• **Written problem**
Render every line of the listing below as a numbered list, leaving out any blank lines.

• **Listed records**

▬▬▬

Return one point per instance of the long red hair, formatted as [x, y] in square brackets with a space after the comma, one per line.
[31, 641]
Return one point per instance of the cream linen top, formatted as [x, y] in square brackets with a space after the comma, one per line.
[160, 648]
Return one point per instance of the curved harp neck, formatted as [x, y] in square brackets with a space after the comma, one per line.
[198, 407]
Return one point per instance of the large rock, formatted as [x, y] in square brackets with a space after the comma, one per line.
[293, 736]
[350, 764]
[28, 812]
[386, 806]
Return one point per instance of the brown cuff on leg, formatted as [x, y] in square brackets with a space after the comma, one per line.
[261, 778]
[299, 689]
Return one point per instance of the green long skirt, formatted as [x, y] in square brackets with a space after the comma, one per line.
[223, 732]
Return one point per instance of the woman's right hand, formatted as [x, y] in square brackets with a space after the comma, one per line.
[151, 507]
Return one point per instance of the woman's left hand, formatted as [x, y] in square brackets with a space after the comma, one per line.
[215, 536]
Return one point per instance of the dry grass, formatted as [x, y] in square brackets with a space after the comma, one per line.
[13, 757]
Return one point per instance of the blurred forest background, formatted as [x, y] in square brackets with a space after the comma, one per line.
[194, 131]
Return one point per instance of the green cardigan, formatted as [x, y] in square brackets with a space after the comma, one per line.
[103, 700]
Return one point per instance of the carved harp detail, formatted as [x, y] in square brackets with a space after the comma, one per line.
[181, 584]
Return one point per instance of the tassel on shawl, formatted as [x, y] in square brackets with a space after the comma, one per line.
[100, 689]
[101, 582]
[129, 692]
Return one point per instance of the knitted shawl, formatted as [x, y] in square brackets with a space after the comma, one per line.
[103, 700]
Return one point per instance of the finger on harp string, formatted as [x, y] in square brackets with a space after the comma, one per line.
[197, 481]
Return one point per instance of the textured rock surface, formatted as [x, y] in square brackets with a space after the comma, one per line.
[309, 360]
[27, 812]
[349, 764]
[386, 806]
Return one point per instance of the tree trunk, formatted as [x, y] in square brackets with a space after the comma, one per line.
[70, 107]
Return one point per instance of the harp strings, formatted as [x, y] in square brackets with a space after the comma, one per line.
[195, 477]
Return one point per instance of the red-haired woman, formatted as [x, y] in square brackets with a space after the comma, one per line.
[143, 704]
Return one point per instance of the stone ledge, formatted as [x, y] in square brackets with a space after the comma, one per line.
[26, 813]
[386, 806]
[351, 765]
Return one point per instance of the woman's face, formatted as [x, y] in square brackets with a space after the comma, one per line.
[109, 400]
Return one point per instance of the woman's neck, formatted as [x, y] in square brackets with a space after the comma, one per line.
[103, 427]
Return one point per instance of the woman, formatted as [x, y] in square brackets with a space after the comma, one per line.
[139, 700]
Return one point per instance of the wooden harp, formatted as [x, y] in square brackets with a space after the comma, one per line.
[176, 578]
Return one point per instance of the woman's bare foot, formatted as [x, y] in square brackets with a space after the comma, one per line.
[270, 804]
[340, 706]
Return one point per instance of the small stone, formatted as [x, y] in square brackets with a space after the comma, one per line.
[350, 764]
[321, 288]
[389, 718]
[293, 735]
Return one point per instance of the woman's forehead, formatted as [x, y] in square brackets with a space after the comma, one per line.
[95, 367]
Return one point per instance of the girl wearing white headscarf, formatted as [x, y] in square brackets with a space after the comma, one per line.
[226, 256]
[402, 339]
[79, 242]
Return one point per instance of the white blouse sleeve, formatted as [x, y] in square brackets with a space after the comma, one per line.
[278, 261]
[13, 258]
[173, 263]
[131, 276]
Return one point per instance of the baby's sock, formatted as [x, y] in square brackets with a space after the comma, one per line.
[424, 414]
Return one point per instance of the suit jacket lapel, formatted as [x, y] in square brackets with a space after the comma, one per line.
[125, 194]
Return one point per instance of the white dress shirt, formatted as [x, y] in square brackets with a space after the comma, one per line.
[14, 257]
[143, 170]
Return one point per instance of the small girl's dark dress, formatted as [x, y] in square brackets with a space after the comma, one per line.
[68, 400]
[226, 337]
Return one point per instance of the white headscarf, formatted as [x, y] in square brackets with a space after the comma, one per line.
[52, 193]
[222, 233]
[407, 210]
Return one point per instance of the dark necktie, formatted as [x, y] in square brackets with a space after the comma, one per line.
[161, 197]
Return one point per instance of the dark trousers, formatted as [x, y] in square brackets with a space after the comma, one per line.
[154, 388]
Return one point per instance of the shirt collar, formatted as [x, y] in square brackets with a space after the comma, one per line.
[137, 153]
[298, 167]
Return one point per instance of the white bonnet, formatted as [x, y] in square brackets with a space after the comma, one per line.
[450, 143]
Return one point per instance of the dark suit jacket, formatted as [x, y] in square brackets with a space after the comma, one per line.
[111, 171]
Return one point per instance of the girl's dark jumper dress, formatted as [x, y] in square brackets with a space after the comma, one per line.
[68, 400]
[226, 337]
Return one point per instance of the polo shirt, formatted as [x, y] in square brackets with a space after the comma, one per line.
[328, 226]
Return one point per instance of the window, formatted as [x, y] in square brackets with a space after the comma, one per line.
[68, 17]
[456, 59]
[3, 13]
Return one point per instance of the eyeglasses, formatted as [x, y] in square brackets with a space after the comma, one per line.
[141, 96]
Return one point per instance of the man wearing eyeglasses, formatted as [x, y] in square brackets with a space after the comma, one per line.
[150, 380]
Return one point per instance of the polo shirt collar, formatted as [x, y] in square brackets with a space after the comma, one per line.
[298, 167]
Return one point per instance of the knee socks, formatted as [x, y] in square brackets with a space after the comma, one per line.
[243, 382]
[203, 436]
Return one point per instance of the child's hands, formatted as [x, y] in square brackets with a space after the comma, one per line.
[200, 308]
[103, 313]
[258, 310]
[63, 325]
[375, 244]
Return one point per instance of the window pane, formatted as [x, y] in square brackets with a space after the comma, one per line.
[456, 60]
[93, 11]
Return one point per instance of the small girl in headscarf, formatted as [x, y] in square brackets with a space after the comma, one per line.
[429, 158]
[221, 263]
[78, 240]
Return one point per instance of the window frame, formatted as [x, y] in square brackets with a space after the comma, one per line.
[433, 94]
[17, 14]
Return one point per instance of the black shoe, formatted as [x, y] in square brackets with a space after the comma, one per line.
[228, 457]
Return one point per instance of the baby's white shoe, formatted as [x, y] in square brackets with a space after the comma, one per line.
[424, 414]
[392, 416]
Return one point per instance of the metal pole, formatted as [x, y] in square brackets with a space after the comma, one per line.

▬▬▬

• **Output**
1. Return one point per instance of the long red hair, formatted as [x, y] in square brackets with a space after the comma, one per line.
2. [31, 641]
3. Return one point per instance of the cream linen top, formatted as [x, y] in square brackets with a space after the comma, one per line.
4. [160, 648]
5. Return one point per instance of the curved harp neck, formatted as [x, y] in square brackets with a space after the comma, one per line.
6. [198, 407]
7. Return one point per instance of the large rock, formatted as [x, y] in square brackets with a space after the comma, one per line.
8. [293, 736]
9. [350, 764]
10. [28, 812]
11. [386, 806]
12. Return one point per instance of the brown cuff on leg, formatted as [x, y] in square brackets with a space after the comma, one per line.
13. [261, 778]
14. [299, 689]
15. Return one point per instance of the green long skirt, formatted as [x, y] in square brackets with a space after the comma, one per line.
16. [223, 732]
17. Return one point per instance of the woman's right hand, formatted as [x, y] in square brackets with a space after the comma, one per line.
18. [151, 507]
19. Return one point per instance of the woman's left hand, formatted as [x, y] in square brackets with a space after the comma, one per line.
20. [215, 536]
21. Return one point per instance of the dry grass, formatted as [x, y] in square brackets with a space after the comma, one per line.
22. [13, 757]
23. Return one point per instance of the blurred forest background, formatted as [x, y] in square brackets with a space after the comma, one per line.
24. [194, 131]
25. Return one point per instance of the green cardigan, formatted as [x, y] in square brackets with a space after the comma, one per line.
26. [103, 700]
27. Return one point per instance of the carved harp detail, formatted as [x, y] in square brackets with a space after the comma, one per line.
28. [181, 584]
29. Return one point per instance of the tassel on shawl, formatted as [x, y] in square brackets with a space after the comma, one per line.
30. [100, 689]
31. [101, 582]
32. [129, 692]
33. Return one point per instance of the knitted shawl, formatted as [x, y] in square brackets with a space after the comma, one per line.
34. [103, 700]
35. Return one point per instance of the finger on harp string, formatted as [x, y] in square brackets with a space after the comma, one per line.
36. [197, 481]
37. Return one point per instance of the textured rock surface, formatted as [x, y] in square brackets with a space after the comma, one per line.
38. [309, 360]
39. [27, 812]
40. [349, 764]
41. [386, 806]
42. Return one point per instance of the tree trunk, formatted as [x, y] in square brackets with a space after the comma, one per line.
43. [70, 107]
44. Return one point per instance of the harp strings, formatted as [x, y] in square brackets with a space after the comma, one per line.
45. [195, 477]
46. Return one point per instance of the red-haired woman, formatted as [x, y] in square brackets with a space after the comma, one per line.
47. [143, 704]
48. Return one point per instance of the stone ledge, formatted as [x, y] in square brackets with a space after the comma, one per line.
49. [26, 813]
50. [386, 806]
51. [351, 765]
52. Return one point per instance of the woman's face, formatted as [x, y] in square brackets with a space after the comma, one per line.
53. [109, 400]
54. Return one point per instance of the woman's neck, formatted as [x, y] in square brackets with a space after the comma, one per line.
55. [103, 427]
56. Return one point per instance of the woman, formatted as [x, y] in square brackets with a space after the comma, one per line.
57. [139, 700]
58. Return one point per instance of the wooden harp, formatted as [x, y] in square brackets with a space after the comma, one per line.
59. [176, 578]
60. Return one point per instance of the woman's bare foot, formatted as [x, y] in square brackets with a space after the comma, one per line.
61. [270, 804]
62. [340, 706]
63. Return one point per instance of the small stone, formatted as [x, y] in square brackets with a space after the comma, one per line.
64. [350, 764]
65. [321, 288]
66. [389, 718]
67. [293, 735]
68. Return one point per instance of the woman's forehead, formatted as [x, y] in square brackets with a space after the comma, one per line.
69. [95, 367]
70. Return one point per instance of the girl wearing white headscarf, formatted as [x, y] in square brackets with a space after the comma, one per line.
71. [226, 256]
72. [402, 339]
73. [79, 242]
74. Return one point per instance of the white blouse sleeve, formatted as [x, y] in square brackets with a space after the comma, one per line.
75. [278, 261]
76. [13, 258]
77. [173, 263]
78. [131, 276]
79. Return one point per instance of the baby's sock, formatted as [x, y] in square brackets with a space after the comma, one per line.
80. [424, 414]
81. Return one point per instance of the suit jacket lapel, formatted as [x, y] in square brackets with a space after the comma, one per line.
82. [125, 194]
83. Return one point per instance of the white dress shirt, formatted as [x, y] in square brackets with a space after the comma, one per line.
84. [14, 257]
85. [143, 170]
86. Return one point per instance of the small girl's dark dress, formatted as [x, y] in square brackets with a space after the comma, one per line.
87. [68, 400]
88. [226, 337]
89. Return one point per instance of the white headscarf, formatted as [x, y] in square brackets with a space after the comma, one per line.
90. [52, 193]
91. [222, 233]
92. [407, 210]
93. Return one point per instance of the dark necktie, formatted as [x, y] in square brackets with a space after the comma, one per line.
94. [161, 197]
95. Return one point per instance of the dark trousers, formatted as [x, y] in square brackets with a space after the comma, one per line.
96. [154, 388]
97. Return one point per instance of the shirt collar, formatted as [x, y] in square brackets with a space after the comma, one per line.
98. [137, 153]
99. [298, 167]
100. Return one point per instance of the white bonnet, formatted as [x, y] in square brackets with a space after the comma, one per line.
101. [450, 143]
102. Return one point per instance of the dark suit jacket, formatted as [x, y] in square brackets with a space after the comma, one per line.
103. [111, 171]
104. Return one point per instance of the girl's dark jumper dress, formatted as [x, y] in square brackets with a space after the comma, one per line.
105. [68, 400]
106. [226, 337]
107. Return one point per instance of the polo shirt, formatted as [x, y] in square brackets with a space after the comma, one per line.
108. [328, 226]
109. Return one point per instance of the window, formatted as [x, y] in square brackets with a space after the comma, one per line.
110. [68, 17]
111. [456, 59]
112. [3, 13]
113. Return one point per instance of the eyeglasses, formatted as [x, y] in square brackets with a space after the comma, one per line.
114. [141, 96]
115. Return one point per instance of the man wearing eyeglasses, formatted as [x, y] in square brackets with a space after the comma, one per line.
116. [150, 380]
117. Return one point per instance of the polo shirt collar, formatted as [x, y] in square brackets with a space after the comma, one per line.
118. [298, 167]
119. Return one point per instance of the knee socks, formatted as [x, y] in square brackets with a space after the comma, one per line.
120. [243, 382]
121. [203, 436]
122. Return one point per instance of the child's hands, formatted as [x, y] in square brackets with a space after the comma, one per line.
123. [200, 308]
124. [103, 313]
125. [258, 310]
126. [63, 325]
127. [375, 244]
128. Return one point per instance of the window pane, formatted as [x, y] in square brackets with a space after the comma, one per line.
129. [456, 60]
130. [93, 11]
131. Return one point per instance of the small girl in headscarf, formatted as [x, y] in square brackets with a space after the comma, one per line.
132. [429, 158]
133. [221, 263]
134. [78, 240]
135. Return one point per instance of the window frame, formatted as [x, y] in square brackets with a space after the comma, one per line.
136. [433, 94]
137. [17, 14]
138. Return one point per instance of the black shoe, formatted as [x, y] in square brackets with a space after the comma, one per line.
139. [228, 457]
140. Return one point per instance of the baby's white shoe, formatted as [x, y] in square brackets with a space after the comma, one per line.
141. [424, 414]
142. [392, 416]
143. Return one point per instance of the metal pole, formatted as [x, y] in square brackets with a space after the comma, one per line.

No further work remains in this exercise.